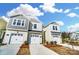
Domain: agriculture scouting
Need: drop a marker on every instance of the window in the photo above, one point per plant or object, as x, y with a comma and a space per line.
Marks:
7, 34
35, 26
19, 22
14, 22
54, 27
22, 23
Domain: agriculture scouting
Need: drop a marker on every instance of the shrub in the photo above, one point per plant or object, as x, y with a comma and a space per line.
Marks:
26, 43
51, 42
55, 42
47, 42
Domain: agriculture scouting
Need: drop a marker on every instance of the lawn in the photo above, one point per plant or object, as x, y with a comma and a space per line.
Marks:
62, 50
24, 50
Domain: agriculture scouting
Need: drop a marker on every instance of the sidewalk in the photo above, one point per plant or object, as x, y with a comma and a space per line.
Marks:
9, 49
37, 49
70, 46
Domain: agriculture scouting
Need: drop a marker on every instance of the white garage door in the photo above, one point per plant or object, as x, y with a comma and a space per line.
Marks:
35, 39
57, 39
16, 38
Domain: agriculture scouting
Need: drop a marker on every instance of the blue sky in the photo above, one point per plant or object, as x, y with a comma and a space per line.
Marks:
50, 16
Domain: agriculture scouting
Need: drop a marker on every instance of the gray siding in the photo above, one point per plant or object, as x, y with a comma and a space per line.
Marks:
10, 26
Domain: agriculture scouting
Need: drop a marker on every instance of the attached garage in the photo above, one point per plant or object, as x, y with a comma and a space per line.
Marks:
35, 38
16, 38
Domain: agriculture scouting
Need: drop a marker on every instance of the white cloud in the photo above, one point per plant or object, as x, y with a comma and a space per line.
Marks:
73, 15
5, 18
67, 10
50, 7
76, 8
25, 9
60, 23
73, 28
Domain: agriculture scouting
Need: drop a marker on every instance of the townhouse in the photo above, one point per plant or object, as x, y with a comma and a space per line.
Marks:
52, 33
23, 28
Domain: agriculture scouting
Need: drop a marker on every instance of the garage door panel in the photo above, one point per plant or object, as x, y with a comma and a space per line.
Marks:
35, 39
15, 39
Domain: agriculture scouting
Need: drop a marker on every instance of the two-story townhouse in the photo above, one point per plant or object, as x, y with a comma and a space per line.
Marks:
52, 32
35, 31
16, 30
23, 28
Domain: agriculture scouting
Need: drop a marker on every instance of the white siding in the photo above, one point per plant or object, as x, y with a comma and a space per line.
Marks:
6, 38
39, 26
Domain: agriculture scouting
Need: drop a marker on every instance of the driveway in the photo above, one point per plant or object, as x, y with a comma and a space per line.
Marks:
37, 49
70, 46
9, 49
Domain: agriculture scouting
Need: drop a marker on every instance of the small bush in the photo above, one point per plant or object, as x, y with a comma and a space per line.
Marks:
47, 43
26, 43
55, 42
51, 42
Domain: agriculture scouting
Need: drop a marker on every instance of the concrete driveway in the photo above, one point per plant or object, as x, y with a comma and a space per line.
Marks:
70, 46
9, 49
37, 49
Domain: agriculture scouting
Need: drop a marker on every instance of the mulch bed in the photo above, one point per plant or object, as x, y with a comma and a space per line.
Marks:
62, 50
24, 50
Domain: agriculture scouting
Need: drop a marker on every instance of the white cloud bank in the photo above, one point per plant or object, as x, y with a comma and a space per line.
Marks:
25, 9
73, 14
73, 28
49, 7
60, 23
76, 8
67, 10
5, 18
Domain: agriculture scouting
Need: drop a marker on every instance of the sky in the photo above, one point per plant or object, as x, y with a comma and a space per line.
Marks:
66, 14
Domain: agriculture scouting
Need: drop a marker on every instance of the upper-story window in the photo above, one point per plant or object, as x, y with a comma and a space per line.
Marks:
19, 22
14, 22
35, 26
54, 27
22, 23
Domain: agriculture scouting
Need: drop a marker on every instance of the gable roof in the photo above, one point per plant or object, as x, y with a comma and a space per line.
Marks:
51, 23
30, 18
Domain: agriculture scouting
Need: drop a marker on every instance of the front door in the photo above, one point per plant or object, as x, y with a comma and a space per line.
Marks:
35, 39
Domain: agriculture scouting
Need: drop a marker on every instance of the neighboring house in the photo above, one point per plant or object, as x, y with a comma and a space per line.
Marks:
3, 24
52, 32
23, 28
74, 35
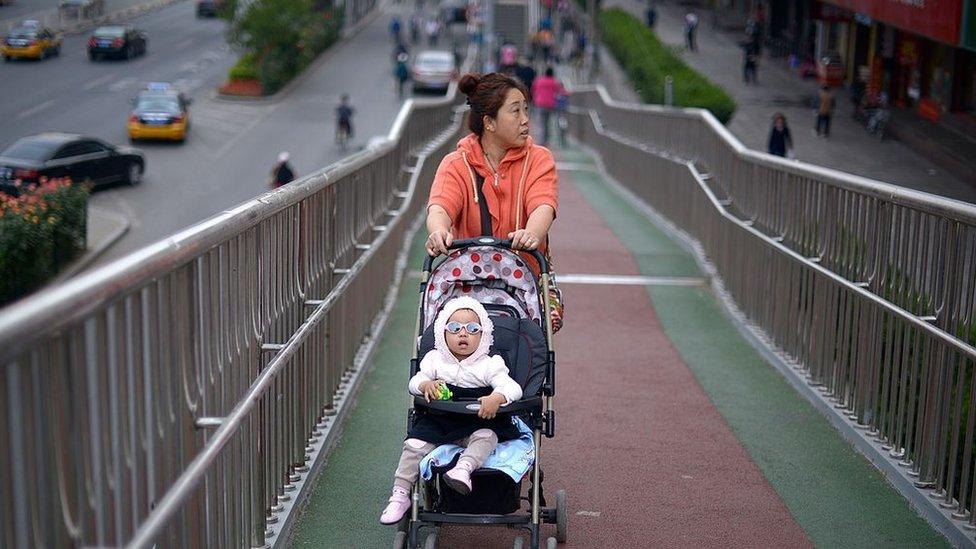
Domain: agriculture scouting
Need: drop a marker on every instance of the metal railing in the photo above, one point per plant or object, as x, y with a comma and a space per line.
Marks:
869, 289
170, 396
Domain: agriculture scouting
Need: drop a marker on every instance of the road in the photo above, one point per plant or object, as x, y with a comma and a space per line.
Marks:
231, 146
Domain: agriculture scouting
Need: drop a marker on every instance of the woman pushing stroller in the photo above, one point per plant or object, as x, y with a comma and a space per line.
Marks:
463, 334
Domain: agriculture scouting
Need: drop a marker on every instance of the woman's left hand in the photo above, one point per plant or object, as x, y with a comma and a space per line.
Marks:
524, 239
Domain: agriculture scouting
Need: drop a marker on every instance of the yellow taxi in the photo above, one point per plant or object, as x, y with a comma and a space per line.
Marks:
160, 112
30, 41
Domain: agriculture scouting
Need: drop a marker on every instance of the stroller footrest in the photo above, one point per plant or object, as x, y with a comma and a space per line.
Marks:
461, 518
471, 407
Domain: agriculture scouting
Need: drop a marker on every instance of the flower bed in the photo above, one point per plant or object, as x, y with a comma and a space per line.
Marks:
40, 232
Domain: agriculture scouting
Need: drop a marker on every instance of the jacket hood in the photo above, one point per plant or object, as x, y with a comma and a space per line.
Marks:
470, 148
487, 329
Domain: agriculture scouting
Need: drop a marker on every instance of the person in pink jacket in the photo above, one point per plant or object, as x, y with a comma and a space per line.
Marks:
545, 91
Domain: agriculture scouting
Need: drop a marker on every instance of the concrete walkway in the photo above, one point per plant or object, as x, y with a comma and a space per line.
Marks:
850, 148
672, 431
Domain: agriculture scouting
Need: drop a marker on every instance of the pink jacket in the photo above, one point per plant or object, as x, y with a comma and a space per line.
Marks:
544, 91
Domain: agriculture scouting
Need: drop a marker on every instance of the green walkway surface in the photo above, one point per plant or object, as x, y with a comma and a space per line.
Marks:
836, 496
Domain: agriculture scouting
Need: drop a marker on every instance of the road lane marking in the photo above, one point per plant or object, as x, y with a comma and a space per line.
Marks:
97, 82
122, 83
35, 109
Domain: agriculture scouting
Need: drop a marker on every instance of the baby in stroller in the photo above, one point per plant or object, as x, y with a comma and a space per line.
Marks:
462, 337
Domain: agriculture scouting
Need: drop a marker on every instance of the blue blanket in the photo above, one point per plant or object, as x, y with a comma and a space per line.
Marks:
512, 457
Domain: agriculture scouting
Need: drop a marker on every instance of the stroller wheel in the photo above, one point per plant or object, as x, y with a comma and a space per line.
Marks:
561, 516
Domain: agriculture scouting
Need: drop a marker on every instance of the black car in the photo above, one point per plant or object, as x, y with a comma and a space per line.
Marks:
209, 8
68, 155
116, 41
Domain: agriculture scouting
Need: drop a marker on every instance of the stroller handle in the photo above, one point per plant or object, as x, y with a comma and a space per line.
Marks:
488, 241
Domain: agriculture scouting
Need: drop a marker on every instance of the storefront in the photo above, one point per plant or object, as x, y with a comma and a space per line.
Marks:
907, 49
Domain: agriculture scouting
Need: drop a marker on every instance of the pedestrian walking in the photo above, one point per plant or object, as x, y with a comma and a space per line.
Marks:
691, 27
780, 140
650, 15
416, 22
282, 173
433, 30
545, 91
750, 61
395, 26
525, 73
825, 110
401, 73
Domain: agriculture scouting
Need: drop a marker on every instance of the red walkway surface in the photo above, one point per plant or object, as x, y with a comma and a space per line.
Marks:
644, 456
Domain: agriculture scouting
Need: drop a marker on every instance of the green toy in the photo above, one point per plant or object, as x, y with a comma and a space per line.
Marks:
443, 393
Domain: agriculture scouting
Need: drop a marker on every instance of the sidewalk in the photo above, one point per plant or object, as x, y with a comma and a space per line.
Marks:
850, 148
662, 439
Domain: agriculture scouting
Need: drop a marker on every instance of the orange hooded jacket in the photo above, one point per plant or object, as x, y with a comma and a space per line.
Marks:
526, 180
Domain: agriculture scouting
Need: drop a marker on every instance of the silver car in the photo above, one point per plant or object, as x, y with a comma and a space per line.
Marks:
433, 70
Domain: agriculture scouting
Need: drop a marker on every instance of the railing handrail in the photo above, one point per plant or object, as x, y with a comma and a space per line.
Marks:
932, 203
894, 309
864, 302
193, 474
26, 320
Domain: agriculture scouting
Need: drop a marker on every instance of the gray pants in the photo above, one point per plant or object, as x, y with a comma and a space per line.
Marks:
477, 448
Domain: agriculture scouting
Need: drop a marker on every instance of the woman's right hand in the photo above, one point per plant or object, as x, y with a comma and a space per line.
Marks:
438, 242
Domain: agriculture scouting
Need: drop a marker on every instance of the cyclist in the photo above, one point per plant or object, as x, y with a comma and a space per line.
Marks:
344, 112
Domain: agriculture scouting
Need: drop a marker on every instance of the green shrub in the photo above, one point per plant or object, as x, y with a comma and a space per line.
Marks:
648, 62
282, 37
40, 231
244, 69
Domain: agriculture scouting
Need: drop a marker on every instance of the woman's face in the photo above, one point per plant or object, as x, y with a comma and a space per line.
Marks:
511, 126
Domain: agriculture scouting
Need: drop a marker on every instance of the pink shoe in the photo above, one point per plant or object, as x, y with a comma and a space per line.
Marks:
398, 506
459, 479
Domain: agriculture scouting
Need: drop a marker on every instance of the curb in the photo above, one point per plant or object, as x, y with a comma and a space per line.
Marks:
316, 65
98, 248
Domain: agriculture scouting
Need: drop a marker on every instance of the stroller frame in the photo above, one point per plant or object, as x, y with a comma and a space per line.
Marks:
540, 409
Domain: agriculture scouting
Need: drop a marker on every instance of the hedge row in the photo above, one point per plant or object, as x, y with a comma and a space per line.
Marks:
40, 231
647, 62
279, 38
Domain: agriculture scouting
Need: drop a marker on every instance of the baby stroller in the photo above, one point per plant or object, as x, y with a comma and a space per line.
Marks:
487, 269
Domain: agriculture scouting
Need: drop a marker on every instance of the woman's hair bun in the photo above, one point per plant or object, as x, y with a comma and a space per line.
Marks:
468, 83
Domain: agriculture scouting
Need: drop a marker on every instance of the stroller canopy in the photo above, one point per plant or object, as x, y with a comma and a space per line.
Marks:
493, 276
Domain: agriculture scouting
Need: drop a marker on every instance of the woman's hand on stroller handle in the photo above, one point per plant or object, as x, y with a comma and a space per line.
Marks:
524, 239
490, 404
439, 242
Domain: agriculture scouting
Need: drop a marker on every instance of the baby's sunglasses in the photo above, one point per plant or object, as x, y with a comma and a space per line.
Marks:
471, 327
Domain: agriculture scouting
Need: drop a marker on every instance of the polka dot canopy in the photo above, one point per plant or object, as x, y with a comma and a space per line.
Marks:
466, 272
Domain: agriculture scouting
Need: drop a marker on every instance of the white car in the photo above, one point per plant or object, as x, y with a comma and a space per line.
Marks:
433, 70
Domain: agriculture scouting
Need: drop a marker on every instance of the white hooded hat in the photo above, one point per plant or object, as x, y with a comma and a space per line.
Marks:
487, 328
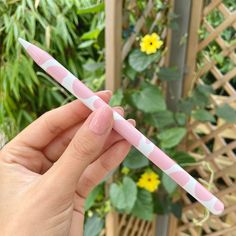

◇ ◇ ◇ ◇

Problem description: Return each line of the data above that contains the string "hooded". Matching is case-sensitive.

Finished answer:
Need: drop a marker on every instance of the orange hooded jacket in the photo above, one point per plant or object, as x, y with a comma and a space per line.
Need: drop a marker on every instance of the white hooded hat in the photo above, one point per plant or object, as x, y with a comma and a space per line.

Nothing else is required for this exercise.